___ EXERCISE MATERIALS

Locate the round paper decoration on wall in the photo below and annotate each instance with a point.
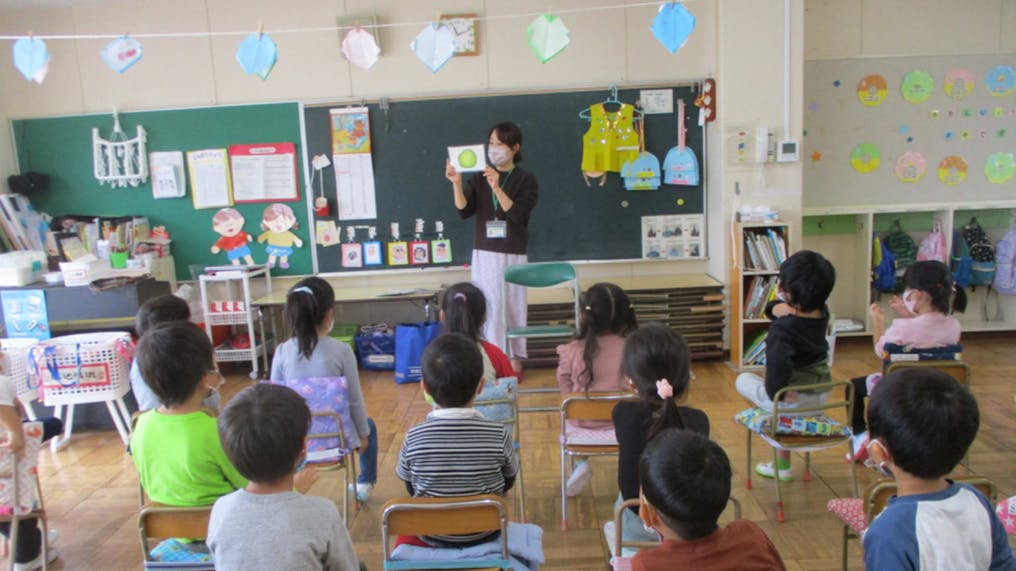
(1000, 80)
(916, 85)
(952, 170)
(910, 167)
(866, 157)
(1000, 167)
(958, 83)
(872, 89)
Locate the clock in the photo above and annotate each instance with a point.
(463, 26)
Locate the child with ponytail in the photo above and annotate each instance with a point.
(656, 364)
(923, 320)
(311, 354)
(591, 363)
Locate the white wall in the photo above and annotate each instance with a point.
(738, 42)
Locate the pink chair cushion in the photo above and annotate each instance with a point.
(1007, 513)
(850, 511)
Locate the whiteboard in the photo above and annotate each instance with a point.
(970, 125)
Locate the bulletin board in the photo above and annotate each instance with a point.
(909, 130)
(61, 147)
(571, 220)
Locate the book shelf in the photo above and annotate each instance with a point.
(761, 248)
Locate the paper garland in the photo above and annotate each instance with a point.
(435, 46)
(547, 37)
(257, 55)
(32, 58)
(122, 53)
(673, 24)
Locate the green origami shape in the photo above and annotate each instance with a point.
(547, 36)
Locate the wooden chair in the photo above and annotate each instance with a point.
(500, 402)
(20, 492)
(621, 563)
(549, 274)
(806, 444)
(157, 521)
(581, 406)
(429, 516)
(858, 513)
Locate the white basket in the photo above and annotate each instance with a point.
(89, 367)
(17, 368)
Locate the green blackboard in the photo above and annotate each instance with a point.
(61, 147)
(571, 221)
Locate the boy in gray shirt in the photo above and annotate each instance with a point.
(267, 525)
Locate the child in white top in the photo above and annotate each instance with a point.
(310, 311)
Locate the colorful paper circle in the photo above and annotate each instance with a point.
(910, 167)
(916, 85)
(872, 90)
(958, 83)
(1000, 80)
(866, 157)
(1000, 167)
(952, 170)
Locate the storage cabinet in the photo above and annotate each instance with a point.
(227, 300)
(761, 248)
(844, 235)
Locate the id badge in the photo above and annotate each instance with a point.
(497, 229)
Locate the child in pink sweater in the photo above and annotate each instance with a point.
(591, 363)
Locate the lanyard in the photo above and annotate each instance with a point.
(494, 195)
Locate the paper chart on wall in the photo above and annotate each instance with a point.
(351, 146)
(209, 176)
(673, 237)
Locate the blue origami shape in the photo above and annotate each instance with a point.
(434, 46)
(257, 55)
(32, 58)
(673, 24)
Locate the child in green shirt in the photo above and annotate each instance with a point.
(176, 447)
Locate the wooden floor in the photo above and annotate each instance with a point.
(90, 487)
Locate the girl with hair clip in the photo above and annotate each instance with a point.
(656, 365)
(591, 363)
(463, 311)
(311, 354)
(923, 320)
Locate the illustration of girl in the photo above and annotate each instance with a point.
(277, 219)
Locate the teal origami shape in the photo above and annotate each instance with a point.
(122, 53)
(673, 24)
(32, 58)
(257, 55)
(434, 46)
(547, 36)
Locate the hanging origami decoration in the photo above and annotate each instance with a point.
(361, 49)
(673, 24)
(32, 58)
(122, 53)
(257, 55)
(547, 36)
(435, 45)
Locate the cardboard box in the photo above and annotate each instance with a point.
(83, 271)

______

== EXERCISE OBJECTIVE ==
All entries should be given again exactly, except that pictures are to be excluded.

== RESULT OF THE EXERCISE ==
Locate the round paper decoration on wall in the photo below and annotate each instance with a point.
(1000, 80)
(916, 85)
(952, 170)
(910, 167)
(866, 157)
(1000, 167)
(958, 83)
(872, 89)
Locate the clock in the photo above and annotate each instance with a point.
(463, 26)
Locate the child with ponytail in the photo above and annotate each instance with a point.
(656, 364)
(923, 320)
(311, 354)
(591, 363)
Locate the white wall in the photo above and annotate each instance with a point.
(738, 42)
Locate the pink chair cushion in the photo above and annotate each instance with a point.
(1007, 513)
(850, 511)
Locate the whiteboard in the photo above and annotate each instance with a point.
(970, 125)
Locate the bulletin board in the photo above and annotate each instance with a point.
(909, 130)
(61, 147)
(571, 220)
Locate the book shelf in the photo above and annotate each instance with a point.
(761, 248)
Locate the paper garland in the photo above and annotate each instance with a point.
(435, 46)
(547, 37)
(257, 55)
(32, 58)
(122, 53)
(673, 24)
Locate the green origami shape in the photo above and annotate each instance with a point.
(547, 36)
Locate the wooden chair in the photo above and annotate each instance with a point.
(500, 402)
(20, 492)
(621, 563)
(549, 274)
(806, 444)
(157, 521)
(581, 406)
(429, 516)
(858, 513)
Locate the white basket in the photo above and annotate each instance with a point.
(89, 367)
(17, 368)
Locate the green blackboard in the photo above and annotate each instance with a point.
(61, 147)
(571, 221)
Locate the boy in gray shirt in the photo above and annotate each instance with a point.
(267, 525)
Locate the child in white top in the photo above and annotate each instance with a point.
(310, 311)
Locate the colorful paper circle in the photo above and annotate each instance with a point.
(910, 167)
(916, 85)
(872, 90)
(958, 83)
(1000, 80)
(866, 157)
(1000, 167)
(952, 170)
Locate the storage cabinet in the photo above and annotate each instance with a point.
(227, 300)
(761, 248)
(844, 235)
Locate the id badge in the photo above and annotate each instance with a point.
(497, 229)
Locate the child in pink sweater in the photo above and annotate each instance with a point.
(591, 363)
Locate the lanyard in the photo above and annotate each instance with a point.
(494, 195)
Locate the paper chart on wall in the photo above and annotate each instance with a point.
(351, 146)
(209, 176)
(673, 237)
Locate the blue origami shape in the photo above and annotate each instance with a point.
(434, 46)
(257, 55)
(32, 58)
(673, 24)
Locate the child in green shirt in the photo above and annotate each instance with a point.
(176, 447)
Locate the wooden floor in the photo above and annotate each instance with a point.
(90, 487)
Locate the girl with hair clip in the photo above and annotate each instance with a point.
(656, 365)
(591, 363)
(463, 311)
(311, 354)
(923, 320)
Locate the illustration of girl in the photo above and annotate each instance with a point.
(277, 219)
Locate the teal origami shape in the photo above and annotate each instance with a point.
(122, 53)
(673, 24)
(32, 58)
(257, 55)
(434, 46)
(547, 36)
Locate the hanging origami decoration in the photo above and annotate each instance with a point.
(361, 49)
(673, 24)
(32, 58)
(122, 53)
(257, 55)
(547, 36)
(435, 45)
Locate the cardboard box in the photo above and annotate each instance with a point.
(83, 271)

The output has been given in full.